WHAT YOU SHOULD DO -
Respond with nothing but the number of lines in this data that include the word "window".

EXTRACTED INFORMATION -

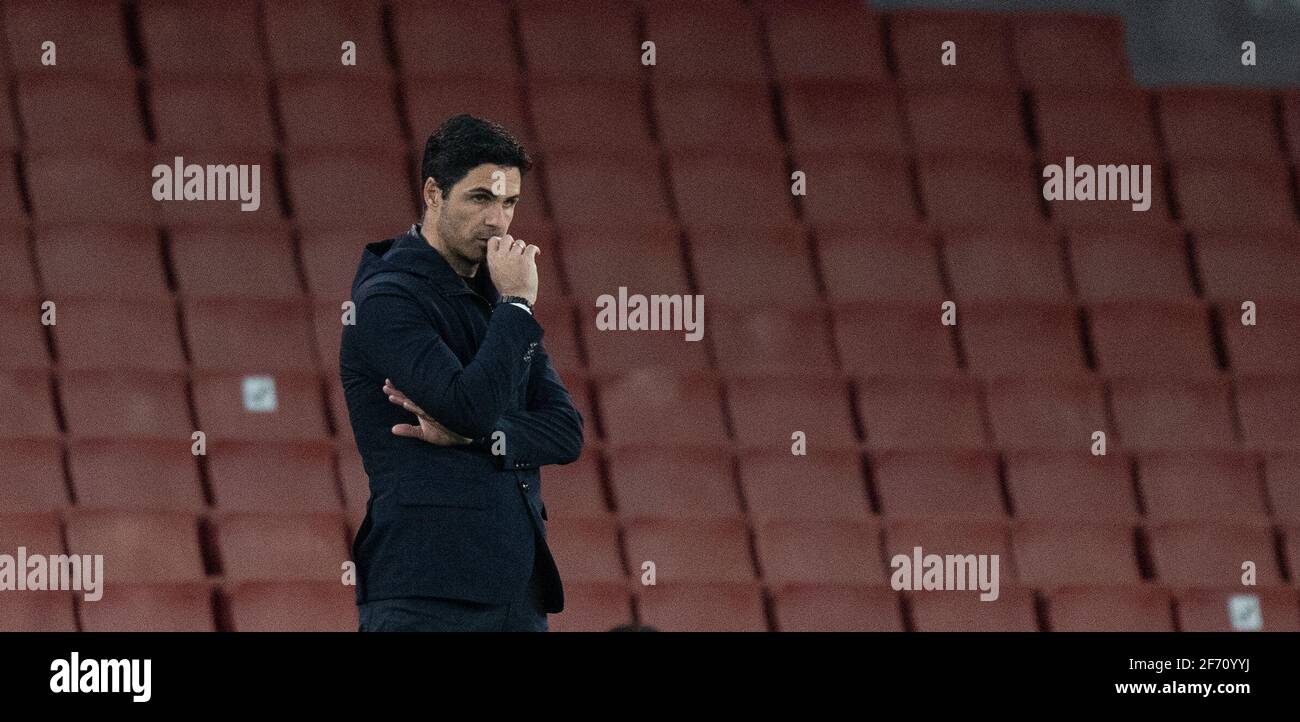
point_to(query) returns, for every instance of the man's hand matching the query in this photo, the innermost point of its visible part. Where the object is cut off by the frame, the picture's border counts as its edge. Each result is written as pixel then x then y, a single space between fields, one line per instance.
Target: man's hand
pixel 512 266
pixel 428 429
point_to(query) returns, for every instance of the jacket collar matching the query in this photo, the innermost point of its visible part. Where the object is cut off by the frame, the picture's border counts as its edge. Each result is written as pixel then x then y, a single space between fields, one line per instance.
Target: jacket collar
pixel 412 253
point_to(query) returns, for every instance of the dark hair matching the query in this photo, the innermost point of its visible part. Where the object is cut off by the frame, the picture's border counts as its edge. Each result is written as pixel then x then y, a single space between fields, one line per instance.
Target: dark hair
pixel 464 142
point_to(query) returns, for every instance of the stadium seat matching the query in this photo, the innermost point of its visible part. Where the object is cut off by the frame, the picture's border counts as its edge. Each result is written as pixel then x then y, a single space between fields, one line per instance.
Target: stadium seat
pixel 247 264
pixel 952 120
pixel 287 407
pixel 135 474
pixel 702 606
pixel 306 37
pixel 937 484
pixel 1054 50
pixel 1061 552
pixel 1127 264
pixel 202 39
pixel 139 547
pixel 592 606
pixel 893 338
pixel 879 263
pixel 1212 553
pixel 238 334
pixel 1109 609
pixel 653 407
pixel 1269 411
pixel 150 608
pixel 1005 264
pixel 1074 485
pixel 826 117
pixel 1021 338
pixel 921 413
pixel 1218 124
pixel 1201 485
pixel 580 39
pixel 983 52
pixel 1047 413
pixel 287 478
pixel 671 484
pixel 826 485
pixel 735 263
pixel 212 112
pixel 1110 124
pixel 675 545
pixel 31 476
pixel 836 608
pixel 1171 414
pixel 966 612
pixel 1152 338
pixel 350 112
pixel 107 116
pixel 749 340
pixel 586 549
pixel 281 547
pixel 291 606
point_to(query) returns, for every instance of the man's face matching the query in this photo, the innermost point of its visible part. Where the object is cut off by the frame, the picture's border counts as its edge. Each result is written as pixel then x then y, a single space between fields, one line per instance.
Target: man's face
pixel 479 207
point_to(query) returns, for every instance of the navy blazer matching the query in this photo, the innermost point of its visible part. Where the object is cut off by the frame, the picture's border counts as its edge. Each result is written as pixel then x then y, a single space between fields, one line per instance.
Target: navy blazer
pixel 454 522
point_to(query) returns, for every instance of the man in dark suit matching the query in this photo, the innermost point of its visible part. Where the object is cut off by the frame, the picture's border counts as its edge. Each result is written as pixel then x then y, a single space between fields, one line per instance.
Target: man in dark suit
pixel 454 535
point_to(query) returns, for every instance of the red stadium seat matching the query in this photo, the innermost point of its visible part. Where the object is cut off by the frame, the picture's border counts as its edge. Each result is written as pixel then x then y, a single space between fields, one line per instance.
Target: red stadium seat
pixel 287 478
pixel 1021 338
pixel 1210 485
pixel 1110 124
pixel 1209 554
pixel 952 120
pixel 675 548
pixel 281 547
pixel 350 112
pixel 1171 414
pixel 945 612
pixel 824 485
pixel 1218 124
pixel 212 112
pixel 1047 413
pixel 1074 485
pixel 672 484
pixel 836 608
pixel 1056 50
pixel 1061 552
pixel 1126 264
pixel 983 52
pixel 135 474
pixel 31 476
pixel 735 264
pixel 879 263
pixel 893 338
pixel 824 117
pixel 150 608
pixel 921 413
pixel 139 547
pixel 306 37
pixel 291 606
pixel 580 39
pixel 1109 609
pixel 251 264
pixel 937 484
pixel 1005 264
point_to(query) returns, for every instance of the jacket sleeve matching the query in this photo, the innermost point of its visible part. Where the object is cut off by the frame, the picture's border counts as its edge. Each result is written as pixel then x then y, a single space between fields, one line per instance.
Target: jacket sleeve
pixel 549 432
pixel 398 342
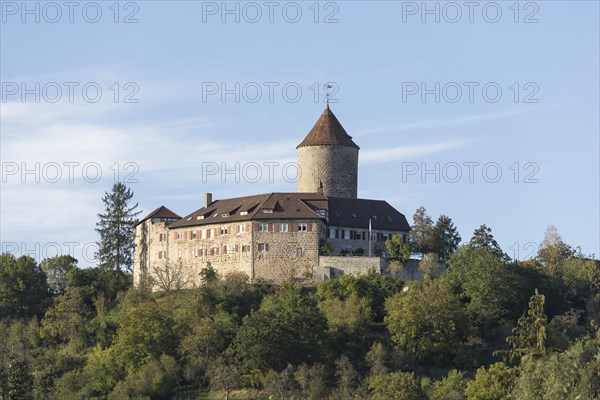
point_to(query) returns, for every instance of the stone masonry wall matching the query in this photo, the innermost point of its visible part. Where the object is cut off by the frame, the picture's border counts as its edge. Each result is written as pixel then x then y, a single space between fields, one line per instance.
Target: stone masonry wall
pixel 335 166
pixel 336 266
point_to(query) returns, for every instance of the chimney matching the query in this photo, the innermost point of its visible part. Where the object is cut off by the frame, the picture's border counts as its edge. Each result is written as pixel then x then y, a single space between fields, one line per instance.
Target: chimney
pixel 207 199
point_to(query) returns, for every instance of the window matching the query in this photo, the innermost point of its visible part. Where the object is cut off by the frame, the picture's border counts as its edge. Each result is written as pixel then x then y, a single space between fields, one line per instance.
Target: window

SOLUTION TO THIS TASK -
2